* **Requirements**:
Write out all of the rows below again with "object" substituted for every occurrence of "instance", leaving everything else unchanged.

—————

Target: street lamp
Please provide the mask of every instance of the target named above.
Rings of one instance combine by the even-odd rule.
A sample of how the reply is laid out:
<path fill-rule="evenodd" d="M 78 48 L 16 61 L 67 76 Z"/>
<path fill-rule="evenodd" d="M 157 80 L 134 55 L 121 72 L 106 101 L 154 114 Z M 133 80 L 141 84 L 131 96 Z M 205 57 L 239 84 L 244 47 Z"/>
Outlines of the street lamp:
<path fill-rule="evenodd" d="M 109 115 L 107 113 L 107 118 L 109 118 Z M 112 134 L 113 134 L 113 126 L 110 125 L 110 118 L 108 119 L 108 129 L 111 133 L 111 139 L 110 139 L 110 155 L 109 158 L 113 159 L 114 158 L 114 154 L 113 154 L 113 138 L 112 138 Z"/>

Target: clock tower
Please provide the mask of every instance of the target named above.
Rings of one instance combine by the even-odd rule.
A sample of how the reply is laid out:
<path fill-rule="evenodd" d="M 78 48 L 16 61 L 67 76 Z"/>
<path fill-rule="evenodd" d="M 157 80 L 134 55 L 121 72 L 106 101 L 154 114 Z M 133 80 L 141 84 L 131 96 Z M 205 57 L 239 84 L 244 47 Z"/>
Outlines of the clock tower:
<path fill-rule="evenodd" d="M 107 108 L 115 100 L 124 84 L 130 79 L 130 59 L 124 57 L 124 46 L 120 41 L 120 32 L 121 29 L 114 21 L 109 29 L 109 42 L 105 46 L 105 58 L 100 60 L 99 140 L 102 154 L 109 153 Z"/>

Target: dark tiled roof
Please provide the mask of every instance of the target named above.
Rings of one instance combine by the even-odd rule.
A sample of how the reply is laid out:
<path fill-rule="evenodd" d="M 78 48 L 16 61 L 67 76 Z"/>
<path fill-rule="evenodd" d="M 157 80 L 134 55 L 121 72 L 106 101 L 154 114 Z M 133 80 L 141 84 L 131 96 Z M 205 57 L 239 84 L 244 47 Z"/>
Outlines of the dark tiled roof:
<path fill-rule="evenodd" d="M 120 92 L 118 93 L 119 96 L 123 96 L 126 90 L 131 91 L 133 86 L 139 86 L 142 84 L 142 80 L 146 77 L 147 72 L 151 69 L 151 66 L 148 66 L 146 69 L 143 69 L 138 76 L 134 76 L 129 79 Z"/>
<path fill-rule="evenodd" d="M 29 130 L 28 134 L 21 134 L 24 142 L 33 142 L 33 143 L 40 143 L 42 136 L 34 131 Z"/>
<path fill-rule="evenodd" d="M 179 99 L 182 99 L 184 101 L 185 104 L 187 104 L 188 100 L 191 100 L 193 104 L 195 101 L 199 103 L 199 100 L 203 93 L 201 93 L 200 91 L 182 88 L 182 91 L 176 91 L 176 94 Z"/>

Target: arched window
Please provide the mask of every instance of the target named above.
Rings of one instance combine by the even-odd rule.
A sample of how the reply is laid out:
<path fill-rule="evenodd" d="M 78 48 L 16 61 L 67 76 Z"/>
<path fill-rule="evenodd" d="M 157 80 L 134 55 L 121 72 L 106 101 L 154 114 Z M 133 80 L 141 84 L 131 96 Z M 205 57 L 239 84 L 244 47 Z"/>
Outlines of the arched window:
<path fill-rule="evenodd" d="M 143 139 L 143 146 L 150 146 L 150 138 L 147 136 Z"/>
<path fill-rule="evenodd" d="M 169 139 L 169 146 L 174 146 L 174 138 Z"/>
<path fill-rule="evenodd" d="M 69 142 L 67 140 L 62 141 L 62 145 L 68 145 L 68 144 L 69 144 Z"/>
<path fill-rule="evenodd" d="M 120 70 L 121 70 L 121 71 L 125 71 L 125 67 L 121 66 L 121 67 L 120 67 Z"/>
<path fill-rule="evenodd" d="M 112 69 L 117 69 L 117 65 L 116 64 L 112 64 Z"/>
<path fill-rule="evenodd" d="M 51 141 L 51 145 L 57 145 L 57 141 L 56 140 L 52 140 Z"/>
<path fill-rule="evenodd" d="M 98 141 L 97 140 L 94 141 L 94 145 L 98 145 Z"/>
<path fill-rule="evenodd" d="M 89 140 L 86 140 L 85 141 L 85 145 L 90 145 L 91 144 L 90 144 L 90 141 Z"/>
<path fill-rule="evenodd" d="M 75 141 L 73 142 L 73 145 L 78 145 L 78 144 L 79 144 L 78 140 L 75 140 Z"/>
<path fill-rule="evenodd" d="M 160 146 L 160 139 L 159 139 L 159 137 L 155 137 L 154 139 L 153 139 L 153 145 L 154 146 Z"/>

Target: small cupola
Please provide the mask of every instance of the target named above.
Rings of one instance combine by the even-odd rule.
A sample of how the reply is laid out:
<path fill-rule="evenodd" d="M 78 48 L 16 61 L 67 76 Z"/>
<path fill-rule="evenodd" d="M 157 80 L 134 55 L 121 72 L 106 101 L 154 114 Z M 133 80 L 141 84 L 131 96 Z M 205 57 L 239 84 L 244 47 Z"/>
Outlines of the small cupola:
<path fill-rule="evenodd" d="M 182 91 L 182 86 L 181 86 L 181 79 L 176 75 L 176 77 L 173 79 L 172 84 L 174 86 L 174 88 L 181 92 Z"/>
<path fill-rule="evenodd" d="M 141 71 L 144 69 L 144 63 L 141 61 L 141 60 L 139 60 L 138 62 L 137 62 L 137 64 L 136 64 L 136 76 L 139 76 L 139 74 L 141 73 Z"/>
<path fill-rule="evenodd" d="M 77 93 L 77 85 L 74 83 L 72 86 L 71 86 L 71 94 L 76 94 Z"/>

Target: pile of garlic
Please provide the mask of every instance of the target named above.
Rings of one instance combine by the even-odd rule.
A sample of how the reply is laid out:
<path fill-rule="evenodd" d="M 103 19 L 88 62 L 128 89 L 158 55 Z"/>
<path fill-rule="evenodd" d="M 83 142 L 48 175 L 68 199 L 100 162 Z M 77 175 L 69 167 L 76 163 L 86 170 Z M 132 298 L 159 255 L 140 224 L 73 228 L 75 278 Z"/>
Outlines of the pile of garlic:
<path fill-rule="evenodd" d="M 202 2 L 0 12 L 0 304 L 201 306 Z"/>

—————

* **Worked solution**:
Target: street lamp
Please provide the mask of every object of the target named above.
Rings of one object combine by the even-odd rule.
A sample of how the reply is laid out:
<path fill-rule="evenodd" d="M 78 48 L 16 61 L 67 76 Z"/>
<path fill-rule="evenodd" d="M 157 80 L 134 55 L 121 72 L 106 101 L 154 114 Z M 133 80 L 141 84 L 131 96 Z M 205 57 L 239 84 L 244 47 Z"/>
Outlines of the street lamp:
<path fill-rule="evenodd" d="M 109 115 L 107 113 L 107 118 L 109 118 Z M 112 134 L 113 134 L 113 126 L 110 125 L 110 118 L 108 119 L 108 129 L 111 133 L 111 139 L 110 139 L 110 155 L 109 158 L 113 159 L 114 158 L 114 154 L 113 154 L 113 138 L 112 138 Z"/>

Target: clock tower
Please provide the mask of every object of the target named above.
Rings of one object combine by the even-odd rule.
A sample of how the reply is laid out:
<path fill-rule="evenodd" d="M 78 48 L 16 61 L 67 76 Z"/>
<path fill-rule="evenodd" d="M 157 80 L 134 55 L 121 72 L 106 101 L 154 114 Z M 133 80 L 141 84 L 131 96 Z M 205 57 L 239 84 L 244 47 Z"/>
Outlines of the clock tower:
<path fill-rule="evenodd" d="M 107 108 L 115 100 L 124 84 L 130 79 L 130 59 L 124 57 L 124 46 L 120 41 L 120 32 L 121 29 L 114 21 L 109 29 L 109 42 L 105 46 L 105 58 L 100 60 L 99 140 L 102 154 L 109 153 Z"/>

Target: dark tiled roof
Please provide the mask of every object of the target named above.
Rings of one object combine by the even-odd rule.
A sample of how the reply is laid out:
<path fill-rule="evenodd" d="M 78 48 L 16 61 L 67 76 Z"/>
<path fill-rule="evenodd" d="M 157 80 L 134 55 L 121 72 L 106 101 L 154 114 Z M 133 80 L 141 84 L 131 96 Z M 205 57 L 239 84 L 244 47 Z"/>
Outlines of the dark tiled roof:
<path fill-rule="evenodd" d="M 120 92 L 118 93 L 119 96 L 123 96 L 126 90 L 131 91 L 133 86 L 139 86 L 142 84 L 142 80 L 146 77 L 147 72 L 151 69 L 151 66 L 148 66 L 146 69 L 143 69 L 138 76 L 134 76 L 129 79 Z"/>
<path fill-rule="evenodd" d="M 29 130 L 28 134 L 21 134 L 24 142 L 33 142 L 33 143 L 40 143 L 42 136 L 34 131 Z"/>
<path fill-rule="evenodd" d="M 179 99 L 182 99 L 184 101 L 185 104 L 187 104 L 188 100 L 191 100 L 193 104 L 195 101 L 199 103 L 199 100 L 203 93 L 201 93 L 200 91 L 182 88 L 182 91 L 176 91 L 176 94 Z"/>

Target: arched window
Please provide the mask of every object of the target named above.
Rings of one object combine by the even-odd rule.
A sample of how the reply is laid out:
<path fill-rule="evenodd" d="M 78 48 L 16 61 L 67 76 Z"/>
<path fill-rule="evenodd" d="M 157 80 L 134 55 L 121 72 L 106 101 L 154 114 Z M 133 80 L 141 84 L 131 96 Z M 205 57 L 239 84 L 244 47 Z"/>
Outlines of the arched window:
<path fill-rule="evenodd" d="M 143 139 L 143 146 L 150 146 L 150 138 L 147 136 Z"/>
<path fill-rule="evenodd" d="M 169 139 L 169 146 L 174 146 L 174 138 Z"/>
<path fill-rule="evenodd" d="M 69 142 L 67 140 L 62 141 L 62 145 L 68 145 L 68 144 L 69 144 Z"/>
<path fill-rule="evenodd" d="M 120 70 L 121 70 L 121 71 L 125 71 L 125 67 L 121 66 L 121 67 L 120 67 Z"/>
<path fill-rule="evenodd" d="M 112 69 L 117 69 L 117 65 L 116 64 L 112 64 Z"/>
<path fill-rule="evenodd" d="M 51 141 L 51 145 L 57 145 L 57 141 L 56 140 L 52 140 Z"/>
<path fill-rule="evenodd" d="M 98 141 L 97 140 L 94 141 L 94 145 L 98 145 Z"/>
<path fill-rule="evenodd" d="M 89 140 L 86 140 L 85 141 L 85 145 L 90 145 L 91 144 L 90 144 L 90 141 Z"/>
<path fill-rule="evenodd" d="M 75 141 L 73 142 L 73 145 L 78 145 L 78 144 L 79 144 L 78 140 L 75 140 Z"/>
<path fill-rule="evenodd" d="M 160 146 L 160 139 L 159 139 L 159 137 L 155 137 L 154 139 L 153 139 L 153 145 L 154 146 Z"/>

Target: small cupola
Please provide the mask of every object of the target named above.
Rings of one object combine by the even-odd rule.
A sample of how the reply is laid out:
<path fill-rule="evenodd" d="M 78 48 L 16 61 L 67 76 Z"/>
<path fill-rule="evenodd" d="M 157 80 L 134 55 L 121 72 L 106 101 L 154 114 Z M 133 80 L 141 84 L 131 96 Z M 205 57 L 239 84 L 244 47 Z"/>
Outlines of the small cupola:
<path fill-rule="evenodd" d="M 182 91 L 182 86 L 181 86 L 181 79 L 176 75 L 176 77 L 173 79 L 172 84 L 174 86 L 174 88 L 181 92 Z"/>
<path fill-rule="evenodd" d="M 141 71 L 144 69 L 144 63 L 141 61 L 141 60 L 139 60 L 138 62 L 137 62 L 137 64 L 136 64 L 136 76 L 139 76 L 139 74 L 141 73 Z"/>
<path fill-rule="evenodd" d="M 77 93 L 77 85 L 74 83 L 72 86 L 71 86 L 71 94 L 76 94 Z"/>

Target: pile of garlic
Please provide the mask of every object of the target named above.
Rings of one object combine by the even-odd rule.
A sample of how the reply is laid out:
<path fill-rule="evenodd" d="M 103 19 L 88 62 L 128 89 L 158 55 Z"/>
<path fill-rule="evenodd" d="M 83 142 L 48 175 L 68 199 L 100 162 Z M 77 175 L 69 167 L 76 163 L 86 170 Z M 132 298 L 159 255 L 140 224 L 73 228 L 75 278 Z"/>
Outlines of the pile of garlic:
<path fill-rule="evenodd" d="M 202 2 L 0 12 L 0 304 L 201 306 Z"/>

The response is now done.